Wednesday, 12 September 2007
Hints for living
I declare myself inspired by both
ranting dyke: http://ranting-dyke.insanejournal.com/
and tigresslilly: http://tigresslilly.insanejournal.com/ .
Kudos and thanks.
Hints for survival while employed by a human servitude agency:
1. Keep looking for another more saner job. Sanity of existence is one benefit that you will never hear about at your human servitude agency. Sanity of existence is priceless.
2. Don't go to office parties or dinners unless you wish to be accosted by the c.e.o who absolutely must dance with you while the d.j. is playing "It's Your Thang. Do what you want to do..." and experience him shaking his thang. Alcohol does not account for all random acts of bad behavior.
3. Remember that you have a life. The other workers do not know this. Keep it up front. Say no to overtime. If you never say no, then your yesses won't mean anything at all.
4. The people you work with and for are not your buddies. When push comes to shove, they will rat you out in order to gain brownie points. Anyone who says, "Trust no one here. Except for me." upon first introductions should be watched.
5. You are expendable. When you wind up in a car wreck, the human servitude agency will quickly forget that you too are human. Instead, they will call you and argue with you about meaningless paperwork when you are sleeping 20 hours a day because now you have a traumatic brain injury. They will also fax you a safety committee form to the place where your mate works. The form will ask, "How can this accident be avoided in the future?" Knowing that the answer is something akin to, "Ensure that all those who get stoned are picked up by the magic bus instead of being allowed behind the wheel of an automobile," give the paper to your lawyer so he can promptly lose it. When you are down and out, the human servitude agency will not watch your back. You are an insurance
liability now. All insurance companies wish you would go away or drop dead and so does your former employer.

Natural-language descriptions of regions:

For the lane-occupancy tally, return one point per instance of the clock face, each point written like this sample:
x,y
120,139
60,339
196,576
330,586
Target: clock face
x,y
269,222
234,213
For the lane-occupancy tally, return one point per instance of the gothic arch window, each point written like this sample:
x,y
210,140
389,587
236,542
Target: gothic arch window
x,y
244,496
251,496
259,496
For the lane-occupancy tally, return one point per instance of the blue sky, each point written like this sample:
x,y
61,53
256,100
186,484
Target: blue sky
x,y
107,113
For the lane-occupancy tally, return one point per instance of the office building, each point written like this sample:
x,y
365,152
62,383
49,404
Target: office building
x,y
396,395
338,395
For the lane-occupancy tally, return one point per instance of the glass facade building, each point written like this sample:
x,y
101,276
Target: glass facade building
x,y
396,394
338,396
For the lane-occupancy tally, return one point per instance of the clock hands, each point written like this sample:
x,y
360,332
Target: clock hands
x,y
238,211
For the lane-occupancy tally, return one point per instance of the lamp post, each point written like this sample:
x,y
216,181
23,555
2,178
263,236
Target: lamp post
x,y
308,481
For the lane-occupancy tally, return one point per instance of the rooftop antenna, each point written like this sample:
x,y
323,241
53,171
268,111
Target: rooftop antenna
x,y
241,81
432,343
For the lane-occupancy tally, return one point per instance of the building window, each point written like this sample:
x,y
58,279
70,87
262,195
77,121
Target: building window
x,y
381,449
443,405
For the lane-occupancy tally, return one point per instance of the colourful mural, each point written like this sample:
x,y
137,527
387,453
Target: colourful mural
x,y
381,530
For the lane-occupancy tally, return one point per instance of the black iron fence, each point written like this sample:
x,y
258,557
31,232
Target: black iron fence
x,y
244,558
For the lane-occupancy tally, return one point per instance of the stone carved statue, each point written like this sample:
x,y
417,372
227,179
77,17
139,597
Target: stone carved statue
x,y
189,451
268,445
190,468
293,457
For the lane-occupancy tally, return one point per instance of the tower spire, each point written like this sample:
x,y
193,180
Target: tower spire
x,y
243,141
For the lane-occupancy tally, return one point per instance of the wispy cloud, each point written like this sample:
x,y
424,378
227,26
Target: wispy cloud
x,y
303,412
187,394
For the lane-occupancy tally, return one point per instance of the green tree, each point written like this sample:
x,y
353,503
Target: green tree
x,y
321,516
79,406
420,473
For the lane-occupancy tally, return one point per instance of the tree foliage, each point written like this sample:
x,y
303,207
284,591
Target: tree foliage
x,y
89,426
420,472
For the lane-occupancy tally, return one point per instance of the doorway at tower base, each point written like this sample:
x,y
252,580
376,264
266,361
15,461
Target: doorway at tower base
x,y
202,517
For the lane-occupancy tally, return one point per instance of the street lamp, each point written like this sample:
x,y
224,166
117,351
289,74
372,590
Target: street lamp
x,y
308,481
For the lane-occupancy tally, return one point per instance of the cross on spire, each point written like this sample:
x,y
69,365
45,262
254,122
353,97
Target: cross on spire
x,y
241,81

▸ What you will do
**1)** For each statement below, say whether it agrees with the hints-for-living post, answering yes or no and quoting the words from the post that decide it. (a) The post calls sanity of existence priceless. (b) The post says alcohol accounts for all random acts of bad behavior. (c) The post advises saying yes to overtime.
**2)** From the hints-for-living post, output the text word for word, beginning at the words "Kudos and thanks." and stopping after "of bad behavior.".
**3)** Translate this sentence from the hints-for-living post into Spanish: "The people you work with and for are not your buddies."
Rely only on the hints-for-living post when responding.

▸ Replies
**1)**
(a) Yes: "Sanity of existence is priceless."
(b) No: "Alcohol does not account for all random acts of bad behavior."
(c) No: "Say no to overtime."

**2)**
Kudos and thanks.
Hints for survival while employed by a human servitude agency:
1. Keep looking for another more saner job. Sanity of existence is one benefit that you will never hear about at your human servitude agency. Sanity of existence is priceless.
2. Don't go to office parties or dinners unless you wish to be accosted by the c.e.o who absolutely must dance with you while the d.j. is playing "It's Your Thang. Do what you want to do..." and experience him shaking his thang. Alcohol does not account for all random acts of bad behavior.

**3)** Las personas con las que trabajas y para las que trabajas no son tus amigos.